I was reminded of this as we talked about what God intends for each of our lives:

 

Years ago, my brother had begun training his Labrador Retrievers to respond as hunting dogs and together they participated in what are called “hunt tests” in which the dogs have an opportunity to receive a title sanctioned by the American Kennel Club.  Now I love dogs but guns and shooting ducks and mud and weeds and swamps are not really my thing.  But one day I went to go watch my brother’s young dog Maggie do whatever it was she was supposed to do.  I didn’t really understand it.  Truth be told, it really made no sense to me at all.  I just went to support Donnie and Maggie.

It was so muddy that the only way to get into the test was with my brother’s four-wheel drive pick-up and then we had to walk about another half mile or so to go watch the test itself.  We stood and waited and I just listened to the early morning quiet.  Maggie and Donnie were standing at the end of this huge piece of flooded pasture land.  Then the quiet was interrupted by a gun shot followed by something falling into the water.  Maggie did not move.  She watched her destination and then when Donnie said “Maggie”, she took off toward it.  And I had the wonderful blessing of watching the most magnificent piece of Creation that I had ever seen.  With ears laid back and her whole body in connected motion, Maggie seemed to skim the shallow water, never veering from or taking her eyes off the mark.  What I realized was that Maggie was not acting out of obedience to Donnie or what he had taught her; she was being who she was supposed to be in the very deepest part of her being.

 

Living out one’s call from God is not easy.  Truth be told, I’m pretty sure that it’s not meant to be.  Some of it makes no sense in light of how we see the world.  I mean, really, look at Jeremiah.  Wouldn’t it have been a whole lot easier to just pull out the pastoral side of himself and tell these people what a great job they were doing being the people of God?  But instead, he became what God called him to be in the deepest part of his being.  He became who he was created to be.  And God saw that it was good.

 

  • What is your response to this passage?
  • What is it that you are called to “pluck down”?
  • What is it that you are called to “build up”?
  • Why do you think there is almost always a denial of a call before the acceptance?
  • What do you think of the notion of God knowing you before you were?
  • What does it mean to you to do with your life what God intends?

 

NEW TESTAMENT:  Hebrews 12:18-29

Read the passage from Hebrews

“This is your final warning!”  Throughout this book of Hebrews, the unknown writer has been warning us against neglecting our salvation, against neglecting our relationship with God.  Toward the end of the writing, there is one last warning issued.

# [Directives]
1) Answer these questions using the devotional reflection:
(a) Which organization sanctions the titles the dogs can receive in hunt tests?
(b) What word did Donnie say before Maggie took off toward her destination?
(c) Which New Testament passage does the reflection name?
2) Go on with the devotional reflection from the sentence about one last warning being issued.
Nothing in the data block after this reflection is needed.

# [A block of data]
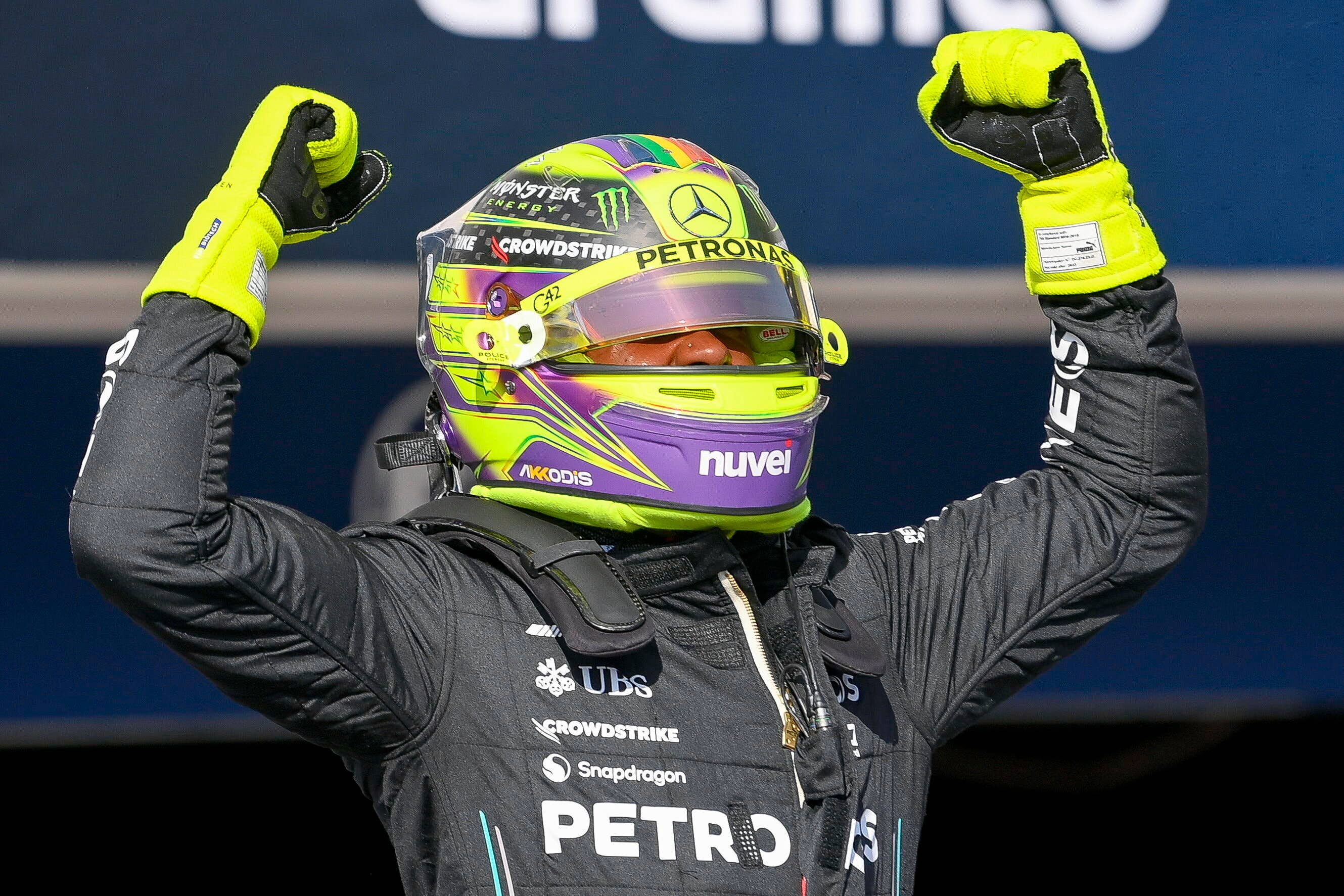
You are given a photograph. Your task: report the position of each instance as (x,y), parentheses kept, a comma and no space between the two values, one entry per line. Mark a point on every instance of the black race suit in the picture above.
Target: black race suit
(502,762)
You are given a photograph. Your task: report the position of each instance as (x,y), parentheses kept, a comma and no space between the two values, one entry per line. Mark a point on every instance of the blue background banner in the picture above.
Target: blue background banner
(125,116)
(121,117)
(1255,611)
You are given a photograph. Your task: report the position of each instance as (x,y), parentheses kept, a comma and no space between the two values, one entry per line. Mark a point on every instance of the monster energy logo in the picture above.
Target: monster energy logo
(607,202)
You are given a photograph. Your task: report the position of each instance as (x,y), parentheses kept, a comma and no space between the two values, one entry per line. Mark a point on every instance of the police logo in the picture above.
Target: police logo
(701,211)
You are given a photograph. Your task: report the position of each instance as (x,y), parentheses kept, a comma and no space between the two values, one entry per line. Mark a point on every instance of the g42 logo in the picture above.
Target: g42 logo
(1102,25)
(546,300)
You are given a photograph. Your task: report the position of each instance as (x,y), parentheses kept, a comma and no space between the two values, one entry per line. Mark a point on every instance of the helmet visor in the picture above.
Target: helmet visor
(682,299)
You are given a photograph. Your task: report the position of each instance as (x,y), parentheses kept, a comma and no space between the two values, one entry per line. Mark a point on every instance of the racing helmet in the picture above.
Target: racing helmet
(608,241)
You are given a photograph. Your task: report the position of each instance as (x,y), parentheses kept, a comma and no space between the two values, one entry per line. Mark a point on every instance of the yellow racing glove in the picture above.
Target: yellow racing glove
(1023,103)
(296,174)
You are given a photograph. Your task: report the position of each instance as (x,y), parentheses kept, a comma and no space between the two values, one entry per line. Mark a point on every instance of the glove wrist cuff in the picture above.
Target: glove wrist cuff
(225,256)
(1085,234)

--

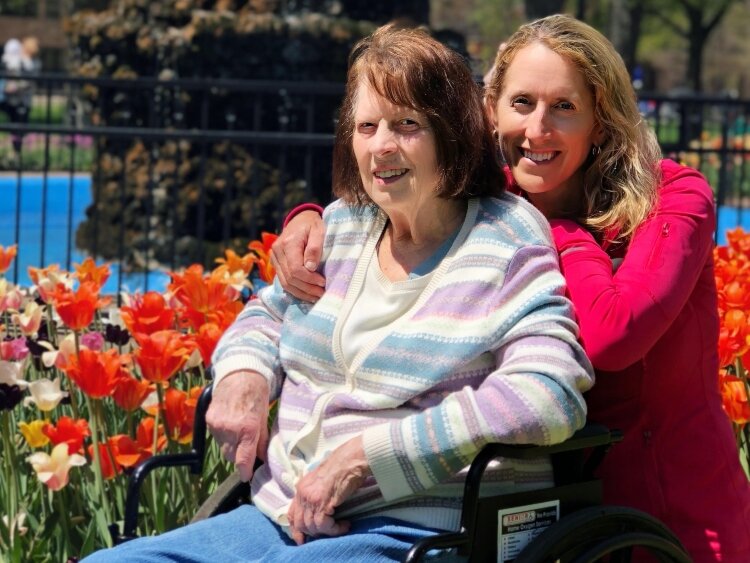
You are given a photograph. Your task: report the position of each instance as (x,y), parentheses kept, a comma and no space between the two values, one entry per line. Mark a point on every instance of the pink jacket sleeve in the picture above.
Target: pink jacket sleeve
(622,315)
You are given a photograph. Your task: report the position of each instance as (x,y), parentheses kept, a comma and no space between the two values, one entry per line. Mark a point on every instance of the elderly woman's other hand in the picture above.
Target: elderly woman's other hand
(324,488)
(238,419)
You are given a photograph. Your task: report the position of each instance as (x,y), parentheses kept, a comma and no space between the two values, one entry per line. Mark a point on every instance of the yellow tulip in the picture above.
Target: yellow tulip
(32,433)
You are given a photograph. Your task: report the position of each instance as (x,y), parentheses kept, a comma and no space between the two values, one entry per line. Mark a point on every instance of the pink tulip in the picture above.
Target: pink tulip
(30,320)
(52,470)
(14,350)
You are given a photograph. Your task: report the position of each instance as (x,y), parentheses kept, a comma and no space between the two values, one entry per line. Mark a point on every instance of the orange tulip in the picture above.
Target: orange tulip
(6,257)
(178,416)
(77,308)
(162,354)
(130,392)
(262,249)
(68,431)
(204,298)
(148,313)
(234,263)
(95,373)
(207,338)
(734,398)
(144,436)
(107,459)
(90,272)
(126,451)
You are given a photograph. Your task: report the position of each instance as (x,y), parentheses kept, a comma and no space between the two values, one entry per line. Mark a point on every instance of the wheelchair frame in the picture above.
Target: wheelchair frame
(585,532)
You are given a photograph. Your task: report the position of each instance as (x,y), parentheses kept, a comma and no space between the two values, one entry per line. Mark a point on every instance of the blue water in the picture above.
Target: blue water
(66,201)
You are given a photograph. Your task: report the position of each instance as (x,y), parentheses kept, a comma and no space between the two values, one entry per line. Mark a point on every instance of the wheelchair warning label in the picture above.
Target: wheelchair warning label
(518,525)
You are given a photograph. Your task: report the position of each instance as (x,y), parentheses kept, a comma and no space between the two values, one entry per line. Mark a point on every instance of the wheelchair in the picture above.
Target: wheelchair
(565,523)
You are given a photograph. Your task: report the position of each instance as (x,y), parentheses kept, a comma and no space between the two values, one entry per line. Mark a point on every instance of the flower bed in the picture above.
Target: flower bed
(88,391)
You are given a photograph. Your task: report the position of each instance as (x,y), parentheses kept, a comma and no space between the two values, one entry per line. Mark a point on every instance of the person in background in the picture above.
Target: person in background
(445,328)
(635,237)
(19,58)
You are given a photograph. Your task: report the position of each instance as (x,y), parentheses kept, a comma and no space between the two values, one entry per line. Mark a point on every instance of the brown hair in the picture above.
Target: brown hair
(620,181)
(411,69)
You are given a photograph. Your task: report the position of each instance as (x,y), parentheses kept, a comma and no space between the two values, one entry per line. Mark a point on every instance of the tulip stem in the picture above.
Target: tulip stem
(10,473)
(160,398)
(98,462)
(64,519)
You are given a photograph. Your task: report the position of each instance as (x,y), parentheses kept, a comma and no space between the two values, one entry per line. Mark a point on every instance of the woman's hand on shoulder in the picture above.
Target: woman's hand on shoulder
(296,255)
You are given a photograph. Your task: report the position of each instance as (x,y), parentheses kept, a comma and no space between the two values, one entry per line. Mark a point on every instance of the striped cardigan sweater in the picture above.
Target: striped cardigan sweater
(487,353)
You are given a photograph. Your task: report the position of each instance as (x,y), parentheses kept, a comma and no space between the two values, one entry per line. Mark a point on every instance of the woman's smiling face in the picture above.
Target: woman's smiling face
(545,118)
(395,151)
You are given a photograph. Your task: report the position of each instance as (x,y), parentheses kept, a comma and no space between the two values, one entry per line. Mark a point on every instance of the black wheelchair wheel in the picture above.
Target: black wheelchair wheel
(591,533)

==

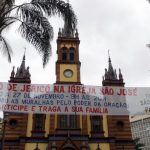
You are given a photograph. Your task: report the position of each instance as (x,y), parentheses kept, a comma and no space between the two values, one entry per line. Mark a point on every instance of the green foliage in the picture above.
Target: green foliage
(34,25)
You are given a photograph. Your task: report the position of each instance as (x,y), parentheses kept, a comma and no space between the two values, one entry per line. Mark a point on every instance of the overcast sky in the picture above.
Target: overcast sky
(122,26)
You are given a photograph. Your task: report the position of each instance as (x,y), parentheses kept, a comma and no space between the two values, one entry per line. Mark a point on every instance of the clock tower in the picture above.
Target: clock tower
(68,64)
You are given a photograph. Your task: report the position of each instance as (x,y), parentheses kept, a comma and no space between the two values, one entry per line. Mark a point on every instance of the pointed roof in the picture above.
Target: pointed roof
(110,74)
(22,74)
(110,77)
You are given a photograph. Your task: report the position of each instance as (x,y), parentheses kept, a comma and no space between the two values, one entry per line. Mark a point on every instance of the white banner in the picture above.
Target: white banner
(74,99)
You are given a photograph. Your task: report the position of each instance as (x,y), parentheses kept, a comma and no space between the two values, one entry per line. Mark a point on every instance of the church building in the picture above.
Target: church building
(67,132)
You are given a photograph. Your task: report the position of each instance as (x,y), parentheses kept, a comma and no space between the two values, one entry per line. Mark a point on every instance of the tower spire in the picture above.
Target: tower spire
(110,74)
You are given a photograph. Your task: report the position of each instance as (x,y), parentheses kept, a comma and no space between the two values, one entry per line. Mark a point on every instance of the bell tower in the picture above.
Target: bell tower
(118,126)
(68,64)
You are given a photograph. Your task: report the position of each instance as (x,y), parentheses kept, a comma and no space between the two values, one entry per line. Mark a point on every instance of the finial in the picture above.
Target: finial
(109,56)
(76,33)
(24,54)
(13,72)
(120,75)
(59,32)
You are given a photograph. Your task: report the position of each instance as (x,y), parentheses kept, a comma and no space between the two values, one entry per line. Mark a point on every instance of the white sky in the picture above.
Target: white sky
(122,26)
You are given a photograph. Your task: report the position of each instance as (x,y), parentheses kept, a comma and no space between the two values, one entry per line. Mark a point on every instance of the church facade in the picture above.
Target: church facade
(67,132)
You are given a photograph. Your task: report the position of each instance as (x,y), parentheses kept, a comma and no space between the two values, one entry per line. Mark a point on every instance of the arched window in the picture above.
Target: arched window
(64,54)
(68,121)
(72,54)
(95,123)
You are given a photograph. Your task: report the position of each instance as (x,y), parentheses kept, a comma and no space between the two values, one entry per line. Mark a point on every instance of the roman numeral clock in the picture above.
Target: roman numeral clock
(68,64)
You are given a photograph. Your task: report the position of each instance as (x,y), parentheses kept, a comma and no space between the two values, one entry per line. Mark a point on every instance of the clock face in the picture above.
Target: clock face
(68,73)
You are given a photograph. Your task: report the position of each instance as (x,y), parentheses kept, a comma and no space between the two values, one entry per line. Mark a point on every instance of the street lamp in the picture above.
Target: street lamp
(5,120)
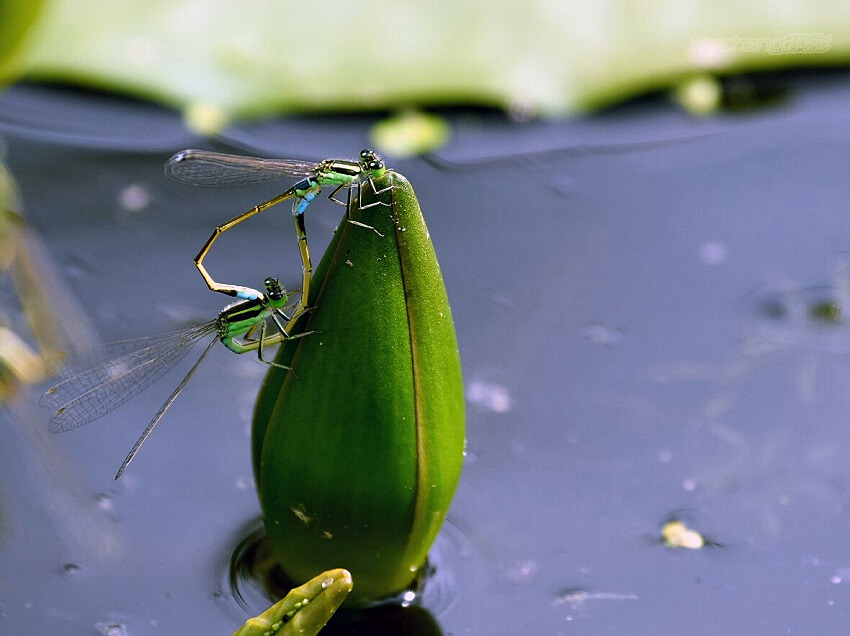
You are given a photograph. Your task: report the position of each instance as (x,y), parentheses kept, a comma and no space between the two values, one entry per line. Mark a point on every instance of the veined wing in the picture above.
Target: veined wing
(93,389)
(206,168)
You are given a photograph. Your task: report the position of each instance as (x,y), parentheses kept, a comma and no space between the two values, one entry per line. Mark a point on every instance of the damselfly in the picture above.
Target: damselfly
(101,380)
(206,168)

# [Final answers]
1)
(a) The American Kennel Club.
(b) "Maggie."
(c) Hebrews 12:18-29.

2)
The writer uses a contrast to issue this warning.  Two mountains, Sinai and Zion provide the basis for comparison.  The writer reminds us first of the experience of the Israelites at Sinai: the flames of fire, the mist and gloom, the trumpet blast, and a Voice too terrible to endure. But we have not come to worship at this frightening, inaccessible, isolated mountain. Instead, we have come to Mount Zion, the heavenly Jerusalem. A marvelous company gathers in this city of the living God. There are countless angels who have come to join in celebration and worship. There is the congregation of the first-born, the brothers and sisters of Jesus the firstborn. There are the spirits of righteous people. There is Jesus, who mediates a new covenant making possible a new access to God and divine blessing.

The writer interprets the prophetic word to refer to a global destruction of created things (“what is shaken”) so that eternal things (“what cannot be shaken”) may remain. For us, this shaking, painful as it is, is a moment of crisis that reorients our lives. As a result of this process of judgment, we lose the things that can be shaken—all that is temporary. But in the midst of such cataclysmic trial, there is good news because that which cannot be shaken abides. Most importantly, what abides is God’s unshakable kingdom—a kingdom we are receiving even now due to the new and living way to God that Jesus has opened for us. That awareness leads to joy and thankfulness because we participate in the eternal realm and reign of God. Through our participation in that kingdom, we may worship God aright, with reverence and awe, knowing our God is a consuming fire who burns away the ephemeral things of our lives and purifies the precious gold that abides.

The “final warning” is that we need to remember this and not get so wrapped up in what sustains us now, in what fulfills our life today.  There is something more.

  • What meaning does this passage hold for you?
  • What are those things in our lives that should be lost in this “shaking” and reorienting?
  • What should be kept?
  • What do you think of the image of God as a “consuming fire”?
  • What is bothersome about this passage?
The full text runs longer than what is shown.